╭─ Text provided

A Schroders Capital report has shown that 85 per cent of investors expect greater market volatility over the next year.
The report interviewed 1,000 investors and intermediaries with combined assets under management of around $72 trillion.
Conflict in the Middle East (69 per cent), uncertainty over US foreign policy and global leadership (67 per cent), and threats to energy security (60 per cent) were the most-cited concerns. Diversification (84 per cent) and downside protection (83 per cent) were seen as the most important portfolio priorities.
Nils Rode, chief investment officer at Schroders Capital, says: “While financial markets have demonstrated remarkable resilience in the face of geopolitical tensions, policy uncertainty and shifting economic expectations, the underlying drivers of volatility have not disappeared.
“Recent developments in the Middle East illustrate this dynamic clearly. The agreement of a fragile truce in Iran has reduced immediate fears of a broader regional escalation and helped stabilise markets. Yet a durable peace settlement remains to be agreed, leaving the potential for renewed disruption.”

╰─
╭─ Study material

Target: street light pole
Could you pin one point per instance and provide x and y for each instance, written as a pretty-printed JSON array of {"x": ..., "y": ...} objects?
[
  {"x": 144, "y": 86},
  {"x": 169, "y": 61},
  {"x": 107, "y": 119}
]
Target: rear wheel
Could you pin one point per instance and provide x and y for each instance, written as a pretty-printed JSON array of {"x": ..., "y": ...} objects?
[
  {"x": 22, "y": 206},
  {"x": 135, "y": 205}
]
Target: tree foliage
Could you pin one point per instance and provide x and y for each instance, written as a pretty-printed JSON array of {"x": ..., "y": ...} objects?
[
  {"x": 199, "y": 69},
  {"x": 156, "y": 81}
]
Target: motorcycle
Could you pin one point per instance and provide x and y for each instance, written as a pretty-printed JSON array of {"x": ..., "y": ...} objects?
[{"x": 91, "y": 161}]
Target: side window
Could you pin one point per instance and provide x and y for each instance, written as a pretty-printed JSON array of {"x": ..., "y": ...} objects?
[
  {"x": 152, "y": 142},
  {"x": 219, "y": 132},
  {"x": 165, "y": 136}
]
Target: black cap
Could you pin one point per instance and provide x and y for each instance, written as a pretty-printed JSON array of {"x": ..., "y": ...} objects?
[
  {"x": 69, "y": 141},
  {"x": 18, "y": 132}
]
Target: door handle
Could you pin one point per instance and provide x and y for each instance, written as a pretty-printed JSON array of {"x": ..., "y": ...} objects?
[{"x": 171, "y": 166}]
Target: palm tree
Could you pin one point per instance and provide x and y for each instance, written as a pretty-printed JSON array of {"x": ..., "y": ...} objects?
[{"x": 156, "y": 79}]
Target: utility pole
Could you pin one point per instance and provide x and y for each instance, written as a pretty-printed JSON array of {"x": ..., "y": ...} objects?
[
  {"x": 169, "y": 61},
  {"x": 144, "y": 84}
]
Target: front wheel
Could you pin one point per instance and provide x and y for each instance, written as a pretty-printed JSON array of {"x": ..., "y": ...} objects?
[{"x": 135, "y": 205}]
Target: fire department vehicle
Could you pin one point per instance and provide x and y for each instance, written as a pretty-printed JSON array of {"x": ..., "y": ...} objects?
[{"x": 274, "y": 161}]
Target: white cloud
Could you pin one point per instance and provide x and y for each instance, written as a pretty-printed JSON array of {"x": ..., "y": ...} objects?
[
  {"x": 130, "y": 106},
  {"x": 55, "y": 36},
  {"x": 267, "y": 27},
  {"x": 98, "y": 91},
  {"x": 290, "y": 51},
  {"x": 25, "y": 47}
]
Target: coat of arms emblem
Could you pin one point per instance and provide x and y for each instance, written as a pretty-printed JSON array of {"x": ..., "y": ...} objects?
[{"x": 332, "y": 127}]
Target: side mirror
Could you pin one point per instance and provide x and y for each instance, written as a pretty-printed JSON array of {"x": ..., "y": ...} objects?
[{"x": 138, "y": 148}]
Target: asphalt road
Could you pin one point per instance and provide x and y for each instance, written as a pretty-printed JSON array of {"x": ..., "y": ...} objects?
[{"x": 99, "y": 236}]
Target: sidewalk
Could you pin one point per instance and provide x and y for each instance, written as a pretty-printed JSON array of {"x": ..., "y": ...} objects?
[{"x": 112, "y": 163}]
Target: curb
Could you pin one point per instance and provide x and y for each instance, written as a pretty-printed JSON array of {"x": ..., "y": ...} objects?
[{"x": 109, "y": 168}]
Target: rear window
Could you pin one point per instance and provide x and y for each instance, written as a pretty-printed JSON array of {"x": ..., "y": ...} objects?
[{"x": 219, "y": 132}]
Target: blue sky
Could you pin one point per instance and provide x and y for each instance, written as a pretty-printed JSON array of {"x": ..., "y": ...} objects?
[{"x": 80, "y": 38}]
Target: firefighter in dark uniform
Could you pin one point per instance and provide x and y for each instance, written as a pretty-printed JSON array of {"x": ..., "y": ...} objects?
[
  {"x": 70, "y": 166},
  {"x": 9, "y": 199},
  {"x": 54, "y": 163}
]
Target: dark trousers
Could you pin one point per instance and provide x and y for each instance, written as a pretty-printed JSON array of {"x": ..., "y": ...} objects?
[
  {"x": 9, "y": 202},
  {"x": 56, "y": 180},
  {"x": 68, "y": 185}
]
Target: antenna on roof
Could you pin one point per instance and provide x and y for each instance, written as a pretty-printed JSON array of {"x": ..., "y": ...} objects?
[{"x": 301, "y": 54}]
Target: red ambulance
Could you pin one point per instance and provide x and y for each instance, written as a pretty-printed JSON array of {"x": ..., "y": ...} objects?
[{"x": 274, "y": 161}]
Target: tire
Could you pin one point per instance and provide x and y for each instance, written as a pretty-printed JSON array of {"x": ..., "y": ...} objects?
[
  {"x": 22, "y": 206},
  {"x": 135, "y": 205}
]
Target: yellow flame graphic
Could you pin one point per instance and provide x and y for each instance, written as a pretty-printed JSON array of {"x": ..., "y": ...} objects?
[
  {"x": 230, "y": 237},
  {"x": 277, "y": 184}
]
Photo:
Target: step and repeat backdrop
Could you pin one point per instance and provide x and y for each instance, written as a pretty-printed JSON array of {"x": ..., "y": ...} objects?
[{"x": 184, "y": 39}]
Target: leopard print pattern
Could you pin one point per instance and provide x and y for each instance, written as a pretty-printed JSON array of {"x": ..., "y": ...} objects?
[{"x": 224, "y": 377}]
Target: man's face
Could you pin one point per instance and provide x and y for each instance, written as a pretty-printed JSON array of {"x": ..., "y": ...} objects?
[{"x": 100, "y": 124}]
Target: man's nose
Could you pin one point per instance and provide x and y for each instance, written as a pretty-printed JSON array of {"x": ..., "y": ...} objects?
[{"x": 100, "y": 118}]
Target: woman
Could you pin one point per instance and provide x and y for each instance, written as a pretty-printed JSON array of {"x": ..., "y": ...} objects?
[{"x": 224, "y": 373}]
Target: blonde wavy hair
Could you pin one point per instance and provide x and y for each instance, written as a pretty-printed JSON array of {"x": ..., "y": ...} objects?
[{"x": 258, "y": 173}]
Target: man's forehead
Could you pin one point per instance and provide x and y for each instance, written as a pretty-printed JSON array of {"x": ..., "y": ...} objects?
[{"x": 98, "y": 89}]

╰─

Your task:
Continue the article on the Schroders Capital survey of investor volatility expectations, picking up after its final sentence.

Task result:
Private equity continued to show signs of an early recovery in early 2026. The report pointed to data showing that investment and exit activity improved in the first quarter of the year by value, but not by number, suggesting the prolonged downturn that followed the post-pandemic boom, which is now in its fifth year, is beginning to ease.
However, the report also noted that this “nascent rebound” faces headwinds from geopolitical uncertainty and macroeconomic volatility that is yet to feed through into data.
Across private equity, private debt, infrastructure and real estate, Schroders Capital itself maintained that it continues to favour segments characterised by disciplined valuations, operational value creation, diversified income streams and structural demand drivers.